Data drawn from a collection
----------------

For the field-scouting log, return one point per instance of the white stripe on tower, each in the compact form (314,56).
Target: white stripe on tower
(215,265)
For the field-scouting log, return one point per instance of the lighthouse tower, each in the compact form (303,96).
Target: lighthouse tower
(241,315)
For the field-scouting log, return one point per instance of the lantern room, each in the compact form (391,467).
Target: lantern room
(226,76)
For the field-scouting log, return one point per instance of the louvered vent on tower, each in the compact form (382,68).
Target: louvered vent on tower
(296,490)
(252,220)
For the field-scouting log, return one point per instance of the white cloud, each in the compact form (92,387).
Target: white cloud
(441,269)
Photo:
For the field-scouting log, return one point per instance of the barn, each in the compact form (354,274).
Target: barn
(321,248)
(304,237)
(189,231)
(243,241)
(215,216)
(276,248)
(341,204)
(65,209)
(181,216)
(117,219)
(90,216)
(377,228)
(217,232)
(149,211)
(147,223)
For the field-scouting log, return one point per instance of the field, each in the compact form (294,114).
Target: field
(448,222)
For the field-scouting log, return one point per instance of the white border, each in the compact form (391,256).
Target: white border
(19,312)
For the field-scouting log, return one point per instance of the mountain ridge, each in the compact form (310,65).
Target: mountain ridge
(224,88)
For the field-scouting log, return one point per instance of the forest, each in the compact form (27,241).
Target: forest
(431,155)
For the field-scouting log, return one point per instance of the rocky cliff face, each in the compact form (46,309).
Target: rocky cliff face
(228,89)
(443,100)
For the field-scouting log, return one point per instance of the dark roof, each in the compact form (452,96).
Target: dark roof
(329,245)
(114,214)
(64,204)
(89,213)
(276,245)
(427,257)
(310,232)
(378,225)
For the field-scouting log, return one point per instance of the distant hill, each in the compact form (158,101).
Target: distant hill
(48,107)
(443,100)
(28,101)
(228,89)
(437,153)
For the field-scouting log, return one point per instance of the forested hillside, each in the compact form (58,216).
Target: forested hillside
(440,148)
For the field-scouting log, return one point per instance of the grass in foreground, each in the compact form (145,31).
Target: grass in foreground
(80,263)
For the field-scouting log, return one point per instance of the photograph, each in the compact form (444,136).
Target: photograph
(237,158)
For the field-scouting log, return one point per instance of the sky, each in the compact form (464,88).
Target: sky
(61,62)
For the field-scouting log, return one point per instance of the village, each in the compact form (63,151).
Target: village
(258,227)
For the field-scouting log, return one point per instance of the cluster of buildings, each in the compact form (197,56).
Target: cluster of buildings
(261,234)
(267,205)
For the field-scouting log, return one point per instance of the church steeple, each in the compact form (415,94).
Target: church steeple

----------------

Output each line of the records above as a JSON list of strings, one string per line, leaving out any blank lines.

[
  "For the field-scouting log, return one point per instance of the white stripe on tower, each in the compact form (314,56).",
  "Target: white stripe on tower",
  "(215,265)",
  "For the field-scouting log, return one point per instance of the lighthouse tower, each in the compact form (303,96).",
  "Target: lighthouse tower",
  "(241,315)",
  "For the field-scouting log, return one point per instance of the lantern room, each in the compact form (391,467).",
  "Target: lantern room",
  "(226,76)",
  "For the field-scouting log, return one point per instance of the louvered vent on tower, each in the compact form (382,68).",
  "Target: louvered vent on tower",
  "(296,490)",
  "(252,220)",
  "For the field-scouting log, return one point per instance of the white cloud, each in the compact form (92,387).",
  "Target: white cloud",
  "(441,269)",
  "Photo:",
  "For the field-scouting log, return one point per instance of the barn, each in the compact form (354,274).",
  "Target: barn",
  "(321,248)",
  "(304,237)",
  "(189,231)",
  "(243,241)",
  "(215,216)",
  "(276,248)",
  "(341,204)",
  "(65,209)",
  "(181,216)",
  "(117,219)",
  "(90,216)",
  "(377,228)",
  "(217,232)",
  "(149,211)",
  "(147,223)",
  "For the field-scouting log, return one point per instance of the field, each in the compact form (294,114).",
  "Target: field",
  "(448,222)",
  "For the field-scouting log, return one point per instance of the white border, each in the compact form (391,256).",
  "Target: white border",
  "(19,312)",
  "For the field-scouting log, return one point per instance of the mountain ridge, each in the compact form (310,65).",
  "Target: mountain ridge",
  "(224,88)",
  "For the field-scouting log, return one point per instance of the forest, each in the compact form (27,241).",
  "Target: forest",
  "(431,155)",
  "For the field-scouting log, return one point per instance of the rocky cliff face, each in the compact form (46,309).",
  "Target: rocky cliff face",
  "(228,89)",
  "(443,100)",
  "For the field-scouting log, return one point per instance of the dark roof, each in the compact form (452,96).",
  "Target: dark roof",
  "(329,245)",
  "(114,214)",
  "(64,204)",
  "(89,213)",
  "(276,245)",
  "(427,257)",
  "(310,232)",
  "(378,225)",
  "For the field-scouting log, return one point per instance of the distant hill, each in the compact form (158,101).",
  "Target: distant hill",
  "(48,107)",
  "(443,100)",
  "(28,101)",
  "(228,89)",
  "(437,153)",
  "For the field-scouting log, return one point per instance of the forested hillside, each in the compact form (58,216).",
  "Target: forested hillside",
  "(440,148)",
  "For the field-scouting log, return one point per instance of the grass in foreground, each in the compact form (145,31).",
  "Target: grass in foreground",
  "(80,263)",
  "For the field-scouting log, return one point per instance of the photograph, each in the compact form (444,136).",
  "Target: photograph",
  "(237,158)",
  "For the field-scouting log, return one point per instance of the sky, each in the compact form (464,88).",
  "Target: sky",
  "(61,62)",
  "For the field-scouting log, return one point per instance of the village, each in the compact form (63,151).",
  "Target: village",
  "(258,227)",
  "For the field-scouting log, return one point per instance of the cluster of buildings, each in the compact form (197,56).",
  "Target: cluster of buildings",
  "(261,234)",
  "(267,205)",
  "For the field-scouting log, return one point per instance of the church steeple, each in the compact form (415,94).",
  "Target: church steeple"
]